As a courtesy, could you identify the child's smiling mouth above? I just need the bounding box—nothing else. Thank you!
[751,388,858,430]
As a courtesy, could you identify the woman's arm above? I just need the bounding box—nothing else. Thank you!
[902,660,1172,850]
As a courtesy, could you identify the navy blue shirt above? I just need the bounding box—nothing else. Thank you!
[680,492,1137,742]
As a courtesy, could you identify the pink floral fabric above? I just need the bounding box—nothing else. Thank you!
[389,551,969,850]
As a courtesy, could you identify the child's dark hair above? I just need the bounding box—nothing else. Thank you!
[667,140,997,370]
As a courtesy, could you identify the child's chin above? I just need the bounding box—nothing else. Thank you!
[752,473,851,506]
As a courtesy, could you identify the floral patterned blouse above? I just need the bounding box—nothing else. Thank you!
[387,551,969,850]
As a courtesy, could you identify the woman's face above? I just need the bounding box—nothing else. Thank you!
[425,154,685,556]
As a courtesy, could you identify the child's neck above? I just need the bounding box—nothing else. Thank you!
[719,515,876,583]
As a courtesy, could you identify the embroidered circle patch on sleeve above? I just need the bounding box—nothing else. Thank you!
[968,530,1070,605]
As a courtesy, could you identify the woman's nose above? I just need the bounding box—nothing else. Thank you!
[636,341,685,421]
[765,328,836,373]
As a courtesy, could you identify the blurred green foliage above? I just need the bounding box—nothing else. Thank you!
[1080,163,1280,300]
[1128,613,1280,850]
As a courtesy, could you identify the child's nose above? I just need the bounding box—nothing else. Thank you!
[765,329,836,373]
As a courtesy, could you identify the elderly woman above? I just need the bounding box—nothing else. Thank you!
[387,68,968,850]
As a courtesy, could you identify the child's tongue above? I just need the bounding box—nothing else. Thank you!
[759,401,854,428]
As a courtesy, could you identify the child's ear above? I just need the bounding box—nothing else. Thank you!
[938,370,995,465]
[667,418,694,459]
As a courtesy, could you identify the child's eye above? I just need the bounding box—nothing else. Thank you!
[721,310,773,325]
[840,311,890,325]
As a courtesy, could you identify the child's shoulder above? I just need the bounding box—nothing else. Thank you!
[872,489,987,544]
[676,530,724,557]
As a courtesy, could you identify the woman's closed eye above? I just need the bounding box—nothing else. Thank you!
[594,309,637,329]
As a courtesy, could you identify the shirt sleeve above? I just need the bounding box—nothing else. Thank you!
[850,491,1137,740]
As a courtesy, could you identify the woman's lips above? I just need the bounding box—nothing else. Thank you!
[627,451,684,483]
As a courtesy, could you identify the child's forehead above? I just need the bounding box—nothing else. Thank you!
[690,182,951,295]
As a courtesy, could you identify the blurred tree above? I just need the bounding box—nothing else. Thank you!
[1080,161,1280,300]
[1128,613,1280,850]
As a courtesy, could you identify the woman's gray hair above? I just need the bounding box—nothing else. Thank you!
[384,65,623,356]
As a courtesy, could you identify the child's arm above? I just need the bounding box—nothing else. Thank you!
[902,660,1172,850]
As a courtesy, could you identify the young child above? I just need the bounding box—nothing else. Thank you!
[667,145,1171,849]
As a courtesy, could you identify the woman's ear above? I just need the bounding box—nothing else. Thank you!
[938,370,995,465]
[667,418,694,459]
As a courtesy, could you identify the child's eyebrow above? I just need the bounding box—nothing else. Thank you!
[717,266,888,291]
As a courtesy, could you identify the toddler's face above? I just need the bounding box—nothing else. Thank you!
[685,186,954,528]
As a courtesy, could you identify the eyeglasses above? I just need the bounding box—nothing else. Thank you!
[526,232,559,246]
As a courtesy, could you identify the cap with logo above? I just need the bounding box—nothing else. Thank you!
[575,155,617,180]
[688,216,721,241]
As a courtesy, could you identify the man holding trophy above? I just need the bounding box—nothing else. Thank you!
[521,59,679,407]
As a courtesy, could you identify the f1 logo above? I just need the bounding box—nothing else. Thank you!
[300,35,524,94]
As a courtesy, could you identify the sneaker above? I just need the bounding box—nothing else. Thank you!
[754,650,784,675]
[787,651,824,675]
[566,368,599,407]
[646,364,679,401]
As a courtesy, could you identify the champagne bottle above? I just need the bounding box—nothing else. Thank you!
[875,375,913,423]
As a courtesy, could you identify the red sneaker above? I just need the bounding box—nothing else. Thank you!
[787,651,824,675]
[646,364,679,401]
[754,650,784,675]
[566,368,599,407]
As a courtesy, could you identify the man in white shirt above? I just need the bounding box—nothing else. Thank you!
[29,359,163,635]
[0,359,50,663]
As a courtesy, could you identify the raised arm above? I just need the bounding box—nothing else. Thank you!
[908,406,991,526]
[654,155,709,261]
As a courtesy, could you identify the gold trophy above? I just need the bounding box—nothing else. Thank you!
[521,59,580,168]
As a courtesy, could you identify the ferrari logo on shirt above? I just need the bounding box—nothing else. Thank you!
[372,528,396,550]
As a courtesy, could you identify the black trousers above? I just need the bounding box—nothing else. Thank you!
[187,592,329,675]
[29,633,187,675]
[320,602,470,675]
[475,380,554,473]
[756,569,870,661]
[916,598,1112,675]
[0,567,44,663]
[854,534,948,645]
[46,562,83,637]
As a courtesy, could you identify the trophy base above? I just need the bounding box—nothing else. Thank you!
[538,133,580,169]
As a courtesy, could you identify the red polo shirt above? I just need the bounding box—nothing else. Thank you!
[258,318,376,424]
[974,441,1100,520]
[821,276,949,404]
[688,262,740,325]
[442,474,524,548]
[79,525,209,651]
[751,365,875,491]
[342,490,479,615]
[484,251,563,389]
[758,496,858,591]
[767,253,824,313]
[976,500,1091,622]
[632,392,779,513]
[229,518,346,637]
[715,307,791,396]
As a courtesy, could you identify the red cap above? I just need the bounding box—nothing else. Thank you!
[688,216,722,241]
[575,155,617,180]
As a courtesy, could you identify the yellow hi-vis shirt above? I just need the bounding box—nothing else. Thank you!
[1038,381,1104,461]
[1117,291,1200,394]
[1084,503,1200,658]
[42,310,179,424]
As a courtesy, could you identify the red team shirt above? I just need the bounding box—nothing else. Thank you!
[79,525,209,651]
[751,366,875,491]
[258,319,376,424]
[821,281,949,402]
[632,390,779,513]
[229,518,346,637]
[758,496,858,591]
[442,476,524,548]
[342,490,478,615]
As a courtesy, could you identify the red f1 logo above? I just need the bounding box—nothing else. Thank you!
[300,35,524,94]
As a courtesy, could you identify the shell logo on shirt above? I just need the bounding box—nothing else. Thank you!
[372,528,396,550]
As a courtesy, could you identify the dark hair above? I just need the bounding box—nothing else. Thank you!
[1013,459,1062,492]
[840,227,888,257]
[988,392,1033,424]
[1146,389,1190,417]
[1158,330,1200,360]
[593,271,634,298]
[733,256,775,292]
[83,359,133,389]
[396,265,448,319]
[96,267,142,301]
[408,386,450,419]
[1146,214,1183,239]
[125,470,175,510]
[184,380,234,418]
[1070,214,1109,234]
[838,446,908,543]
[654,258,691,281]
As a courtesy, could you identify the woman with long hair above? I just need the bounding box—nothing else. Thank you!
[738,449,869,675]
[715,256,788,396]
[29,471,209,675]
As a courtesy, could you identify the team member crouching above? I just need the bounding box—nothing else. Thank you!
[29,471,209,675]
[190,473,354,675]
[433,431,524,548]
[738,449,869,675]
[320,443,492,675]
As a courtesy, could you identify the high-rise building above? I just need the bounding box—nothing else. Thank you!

★ ★ ★ ★ ★ ★ ★

* [Set problem]: Starting at the line with "As a courtesy, could you identify the embroidered" and ending with the line with "[968,530,1070,605]", both included, copy the items above again, keeping the request line as it is, and add 35 to each bounding box coordinate in the answer.

* [The completed task]:
As a courtesy, could you identify the embroidered circle patch on sleeve above? I just need the bounding box—nothing else. Thank you!
[1003,565,1105,640]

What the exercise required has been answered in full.